Which rows below contain the string "wall"? List each of them in full, treating uppercase and lowercase as different.

» **Information shown**

+===+

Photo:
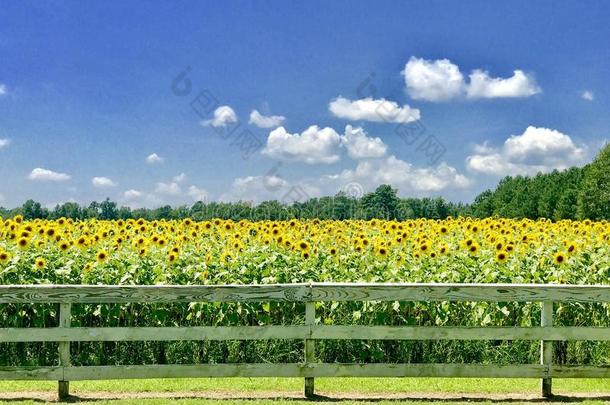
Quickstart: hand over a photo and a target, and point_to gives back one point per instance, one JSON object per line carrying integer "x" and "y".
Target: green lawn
{"x": 334, "y": 387}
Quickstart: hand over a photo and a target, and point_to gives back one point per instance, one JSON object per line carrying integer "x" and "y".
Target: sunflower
{"x": 101, "y": 256}
{"x": 40, "y": 263}
{"x": 23, "y": 243}
{"x": 501, "y": 256}
{"x": 559, "y": 258}
{"x": 4, "y": 256}
{"x": 571, "y": 248}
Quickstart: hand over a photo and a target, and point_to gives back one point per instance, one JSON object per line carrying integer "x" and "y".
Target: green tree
{"x": 594, "y": 195}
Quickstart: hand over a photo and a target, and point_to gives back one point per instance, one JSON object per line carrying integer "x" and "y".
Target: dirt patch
{"x": 51, "y": 396}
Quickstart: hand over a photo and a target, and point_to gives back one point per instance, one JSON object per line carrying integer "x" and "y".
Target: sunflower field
{"x": 461, "y": 250}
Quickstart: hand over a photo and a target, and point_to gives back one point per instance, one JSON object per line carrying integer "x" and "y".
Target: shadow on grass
{"x": 448, "y": 398}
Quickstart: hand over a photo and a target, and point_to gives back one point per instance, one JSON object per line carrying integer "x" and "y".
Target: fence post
{"x": 310, "y": 350}
{"x": 546, "y": 349}
{"x": 64, "y": 350}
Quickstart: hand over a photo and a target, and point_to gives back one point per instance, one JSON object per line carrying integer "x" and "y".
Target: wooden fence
{"x": 65, "y": 295}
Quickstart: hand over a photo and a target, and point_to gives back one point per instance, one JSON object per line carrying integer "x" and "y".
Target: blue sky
{"x": 86, "y": 98}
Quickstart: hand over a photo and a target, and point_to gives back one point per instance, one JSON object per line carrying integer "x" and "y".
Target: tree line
{"x": 575, "y": 193}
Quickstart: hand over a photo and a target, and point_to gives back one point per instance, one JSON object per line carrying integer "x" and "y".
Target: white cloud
{"x": 314, "y": 145}
{"x": 256, "y": 189}
{"x": 179, "y": 178}
{"x": 438, "y": 80}
{"x": 153, "y": 158}
{"x": 536, "y": 150}
{"x": 40, "y": 174}
{"x": 360, "y": 146}
{"x": 518, "y": 85}
{"x": 132, "y": 194}
{"x": 266, "y": 121}
{"x": 197, "y": 194}
{"x": 375, "y": 110}
{"x": 223, "y": 116}
{"x": 168, "y": 188}
{"x": 402, "y": 175}
{"x": 102, "y": 182}
{"x": 441, "y": 80}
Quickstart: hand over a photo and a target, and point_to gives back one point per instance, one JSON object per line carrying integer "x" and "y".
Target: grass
{"x": 331, "y": 385}
{"x": 334, "y": 387}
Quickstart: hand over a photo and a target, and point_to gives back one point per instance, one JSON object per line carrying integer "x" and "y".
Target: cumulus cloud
{"x": 438, "y": 80}
{"x": 360, "y": 146}
{"x": 171, "y": 188}
{"x": 256, "y": 189}
{"x": 536, "y": 150}
{"x": 197, "y": 194}
{"x": 153, "y": 158}
{"x": 441, "y": 80}
{"x": 265, "y": 121}
{"x": 312, "y": 146}
{"x": 518, "y": 85}
{"x": 132, "y": 194}
{"x": 102, "y": 182}
{"x": 375, "y": 110}
{"x": 40, "y": 174}
{"x": 402, "y": 175}
{"x": 223, "y": 116}
{"x": 179, "y": 178}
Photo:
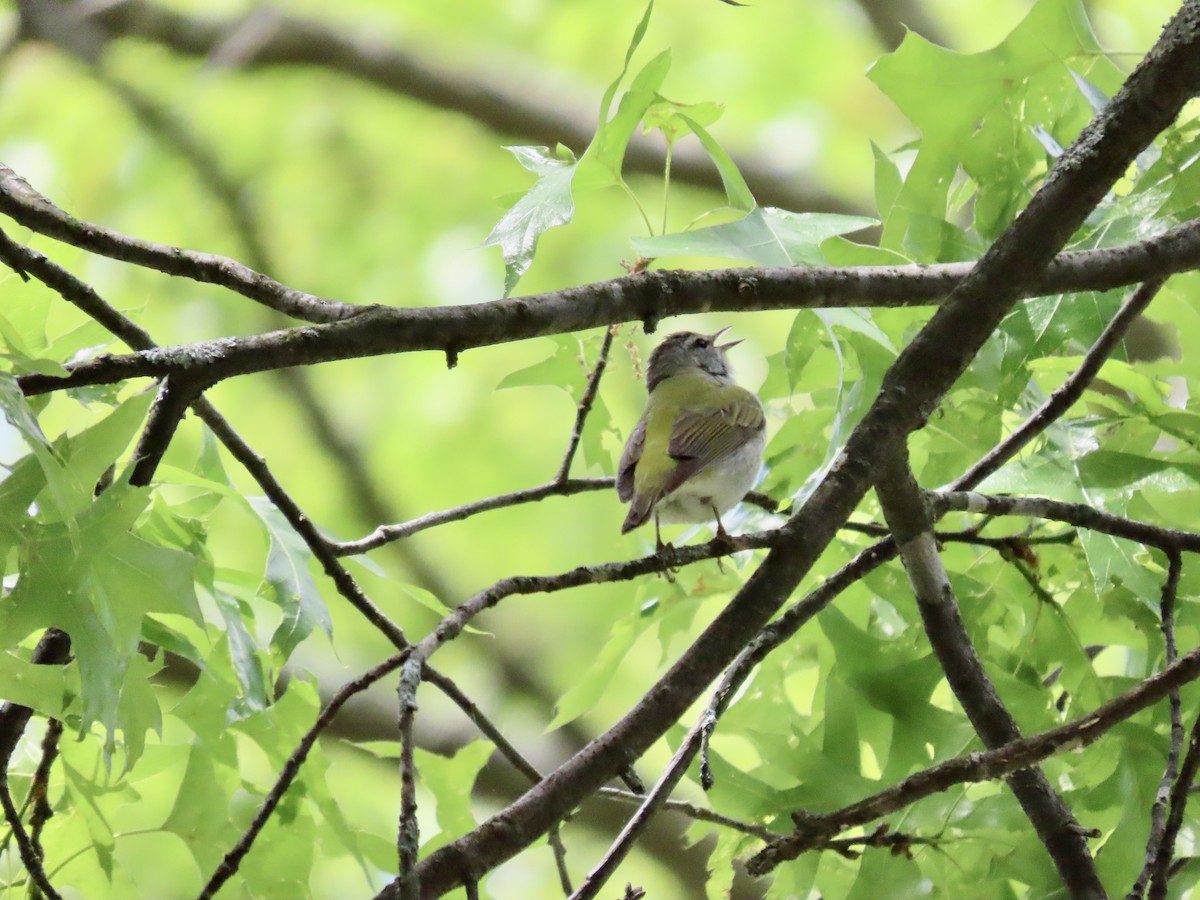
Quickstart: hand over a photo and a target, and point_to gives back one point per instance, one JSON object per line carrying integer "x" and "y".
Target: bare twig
{"x": 292, "y": 768}
{"x": 408, "y": 834}
{"x": 813, "y": 828}
{"x": 1074, "y": 514}
{"x": 82, "y": 295}
{"x": 29, "y": 856}
{"x": 40, "y": 787}
{"x": 169, "y": 407}
{"x": 911, "y": 390}
{"x": 53, "y": 649}
{"x": 909, "y": 516}
{"x": 1067, "y": 394}
{"x": 646, "y": 297}
{"x": 1158, "y": 809}
{"x": 31, "y": 209}
{"x": 585, "y": 407}
{"x": 385, "y": 534}
{"x": 1180, "y": 791}
{"x": 892, "y": 19}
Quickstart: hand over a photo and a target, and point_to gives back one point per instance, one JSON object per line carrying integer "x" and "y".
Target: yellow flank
{"x": 672, "y": 397}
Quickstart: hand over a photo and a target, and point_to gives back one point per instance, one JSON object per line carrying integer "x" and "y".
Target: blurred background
{"x": 365, "y": 162}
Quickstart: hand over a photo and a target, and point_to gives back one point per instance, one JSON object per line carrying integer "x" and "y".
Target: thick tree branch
{"x": 924, "y": 371}
{"x": 814, "y": 828}
{"x": 912, "y": 526}
{"x": 1068, "y": 393}
{"x": 33, "y": 210}
{"x": 267, "y": 37}
{"x": 646, "y": 297}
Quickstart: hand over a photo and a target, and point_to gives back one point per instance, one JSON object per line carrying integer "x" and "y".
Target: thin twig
{"x": 232, "y": 859}
{"x": 31, "y": 209}
{"x": 556, "y": 844}
{"x": 408, "y": 833}
{"x": 1180, "y": 791}
{"x": 1074, "y": 514}
{"x": 1067, "y": 394}
{"x": 585, "y": 406}
{"x": 29, "y": 856}
{"x": 907, "y": 515}
{"x": 385, "y": 534}
{"x": 89, "y": 301}
{"x": 813, "y": 828}
{"x": 40, "y": 787}
{"x": 1170, "y": 772}
{"x": 366, "y": 331}
{"x": 168, "y": 409}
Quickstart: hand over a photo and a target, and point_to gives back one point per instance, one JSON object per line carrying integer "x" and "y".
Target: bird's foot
{"x": 725, "y": 544}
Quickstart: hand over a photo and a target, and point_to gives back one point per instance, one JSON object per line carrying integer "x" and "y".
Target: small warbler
{"x": 699, "y": 445}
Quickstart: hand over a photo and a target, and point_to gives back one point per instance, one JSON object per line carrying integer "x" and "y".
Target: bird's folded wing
{"x": 702, "y": 437}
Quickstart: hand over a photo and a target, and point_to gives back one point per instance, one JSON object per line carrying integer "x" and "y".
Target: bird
{"x": 697, "y": 448}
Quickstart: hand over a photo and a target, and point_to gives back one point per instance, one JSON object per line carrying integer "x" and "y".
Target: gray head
{"x": 687, "y": 351}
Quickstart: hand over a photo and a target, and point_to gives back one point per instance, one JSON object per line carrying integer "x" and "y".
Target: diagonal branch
{"x": 912, "y": 388}
{"x": 814, "y": 828}
{"x": 907, "y": 515}
{"x": 1158, "y": 810}
{"x": 31, "y": 209}
{"x": 645, "y": 297}
{"x": 1068, "y": 393}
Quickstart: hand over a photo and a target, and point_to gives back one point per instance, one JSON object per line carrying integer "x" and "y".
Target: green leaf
{"x": 450, "y": 780}
{"x": 737, "y": 192}
{"x": 546, "y": 204}
{"x": 601, "y": 163}
{"x": 291, "y": 585}
{"x": 676, "y": 119}
{"x": 41, "y": 688}
{"x": 591, "y": 685}
{"x": 982, "y": 124}
{"x": 763, "y": 237}
{"x": 244, "y": 654}
{"x": 201, "y": 815}
{"x": 96, "y": 583}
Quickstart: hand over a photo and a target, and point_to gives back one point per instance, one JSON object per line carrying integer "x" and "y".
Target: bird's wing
{"x": 702, "y": 437}
{"x": 629, "y": 457}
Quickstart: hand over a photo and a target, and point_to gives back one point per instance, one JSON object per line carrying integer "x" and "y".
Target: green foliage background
{"x": 365, "y": 197}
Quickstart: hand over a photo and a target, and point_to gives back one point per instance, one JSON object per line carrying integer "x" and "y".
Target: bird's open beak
{"x": 724, "y": 346}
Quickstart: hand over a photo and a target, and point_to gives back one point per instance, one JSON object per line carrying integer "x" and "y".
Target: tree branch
{"x": 645, "y": 297}
{"x": 1068, "y": 393}
{"x": 912, "y": 388}
{"x": 33, "y": 210}
{"x": 904, "y": 505}
{"x": 1075, "y": 514}
{"x": 232, "y": 859}
{"x": 1156, "y": 843}
{"x": 813, "y": 828}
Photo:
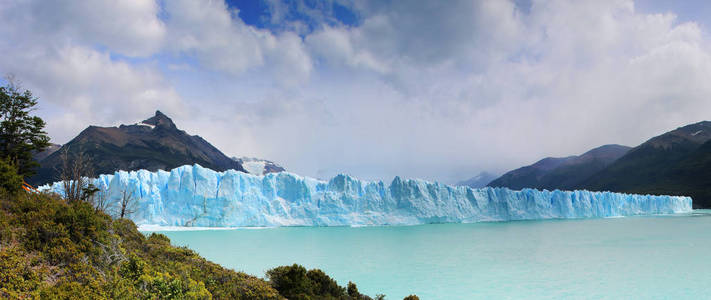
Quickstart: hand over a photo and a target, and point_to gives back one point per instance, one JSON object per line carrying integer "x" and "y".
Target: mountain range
{"x": 152, "y": 144}
{"x": 674, "y": 163}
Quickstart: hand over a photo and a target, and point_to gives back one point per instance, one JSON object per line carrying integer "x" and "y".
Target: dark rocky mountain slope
{"x": 561, "y": 172}
{"x": 155, "y": 143}
{"x": 674, "y": 163}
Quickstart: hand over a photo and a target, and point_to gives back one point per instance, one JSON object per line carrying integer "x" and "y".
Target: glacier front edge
{"x": 197, "y": 196}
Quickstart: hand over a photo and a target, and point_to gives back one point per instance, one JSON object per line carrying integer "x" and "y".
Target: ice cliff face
{"x": 196, "y": 196}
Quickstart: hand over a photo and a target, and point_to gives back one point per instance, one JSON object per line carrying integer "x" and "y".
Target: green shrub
{"x": 51, "y": 249}
{"x": 10, "y": 181}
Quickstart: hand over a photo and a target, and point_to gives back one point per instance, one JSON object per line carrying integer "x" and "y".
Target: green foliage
{"x": 21, "y": 134}
{"x": 51, "y": 249}
{"x": 10, "y": 181}
{"x": 294, "y": 282}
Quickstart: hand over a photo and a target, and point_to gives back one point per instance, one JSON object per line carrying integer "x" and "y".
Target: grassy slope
{"x": 50, "y": 249}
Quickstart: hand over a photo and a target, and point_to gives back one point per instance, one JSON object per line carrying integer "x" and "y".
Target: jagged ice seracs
{"x": 197, "y": 196}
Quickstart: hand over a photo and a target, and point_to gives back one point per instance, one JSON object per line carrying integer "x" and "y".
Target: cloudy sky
{"x": 431, "y": 89}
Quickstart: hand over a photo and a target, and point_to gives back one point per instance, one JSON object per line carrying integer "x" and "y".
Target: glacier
{"x": 197, "y": 196}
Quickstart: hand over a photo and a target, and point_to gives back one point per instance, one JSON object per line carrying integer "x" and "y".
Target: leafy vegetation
{"x": 54, "y": 249}
{"x": 21, "y": 134}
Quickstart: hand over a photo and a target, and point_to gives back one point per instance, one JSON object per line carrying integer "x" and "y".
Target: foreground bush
{"x": 51, "y": 249}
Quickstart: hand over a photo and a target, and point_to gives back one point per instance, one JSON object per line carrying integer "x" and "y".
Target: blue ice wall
{"x": 196, "y": 196}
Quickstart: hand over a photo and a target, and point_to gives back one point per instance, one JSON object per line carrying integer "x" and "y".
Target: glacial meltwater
{"x": 654, "y": 257}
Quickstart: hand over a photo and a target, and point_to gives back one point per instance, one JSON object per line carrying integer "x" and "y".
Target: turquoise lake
{"x": 659, "y": 257}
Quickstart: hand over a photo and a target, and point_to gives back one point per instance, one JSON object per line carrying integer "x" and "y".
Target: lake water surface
{"x": 660, "y": 257}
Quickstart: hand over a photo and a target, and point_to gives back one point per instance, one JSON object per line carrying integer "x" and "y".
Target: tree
{"x": 75, "y": 174}
{"x": 21, "y": 134}
{"x": 127, "y": 205}
{"x": 10, "y": 181}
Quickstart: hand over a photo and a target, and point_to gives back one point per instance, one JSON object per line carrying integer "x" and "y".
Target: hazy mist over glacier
{"x": 439, "y": 90}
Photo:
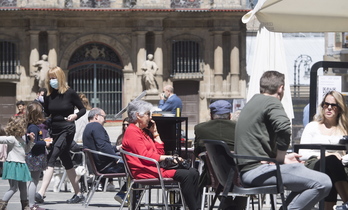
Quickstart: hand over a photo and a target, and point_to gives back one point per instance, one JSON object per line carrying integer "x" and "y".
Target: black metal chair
{"x": 98, "y": 175}
{"x": 224, "y": 165}
{"x": 165, "y": 184}
{"x": 214, "y": 185}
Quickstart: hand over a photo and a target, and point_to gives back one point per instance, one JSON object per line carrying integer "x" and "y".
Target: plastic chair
{"x": 84, "y": 185}
{"x": 226, "y": 170}
{"x": 98, "y": 175}
{"x": 214, "y": 185}
{"x": 165, "y": 184}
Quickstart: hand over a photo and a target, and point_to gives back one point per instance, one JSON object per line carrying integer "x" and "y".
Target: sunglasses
{"x": 325, "y": 105}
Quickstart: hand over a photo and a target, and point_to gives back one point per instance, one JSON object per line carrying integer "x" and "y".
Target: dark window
{"x": 185, "y": 3}
{"x": 185, "y": 57}
{"x": 8, "y": 57}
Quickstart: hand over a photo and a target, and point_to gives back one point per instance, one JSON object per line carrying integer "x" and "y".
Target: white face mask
{"x": 54, "y": 83}
{"x": 41, "y": 99}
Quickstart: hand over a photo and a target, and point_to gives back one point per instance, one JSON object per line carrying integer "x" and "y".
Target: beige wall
{"x": 124, "y": 32}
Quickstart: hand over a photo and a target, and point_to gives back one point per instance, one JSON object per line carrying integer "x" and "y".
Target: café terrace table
{"x": 170, "y": 129}
{"x": 322, "y": 147}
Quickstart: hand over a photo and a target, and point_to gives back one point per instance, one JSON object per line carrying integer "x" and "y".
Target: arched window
{"x": 96, "y": 70}
{"x": 8, "y": 57}
{"x": 185, "y": 57}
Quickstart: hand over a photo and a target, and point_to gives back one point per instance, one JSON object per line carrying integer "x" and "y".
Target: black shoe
{"x": 343, "y": 207}
{"x": 76, "y": 199}
{"x": 39, "y": 198}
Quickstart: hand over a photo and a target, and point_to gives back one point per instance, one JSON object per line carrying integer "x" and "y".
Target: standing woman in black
{"x": 59, "y": 105}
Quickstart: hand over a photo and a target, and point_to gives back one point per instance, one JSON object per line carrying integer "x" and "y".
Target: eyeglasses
{"x": 326, "y": 105}
{"x": 102, "y": 115}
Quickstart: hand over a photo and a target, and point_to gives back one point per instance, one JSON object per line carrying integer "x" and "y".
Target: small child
{"x": 37, "y": 158}
{"x": 15, "y": 168}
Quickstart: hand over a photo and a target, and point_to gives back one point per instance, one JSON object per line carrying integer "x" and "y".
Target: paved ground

+===+

» **Exercise response**
Target: blue ice wall
Target: beige wall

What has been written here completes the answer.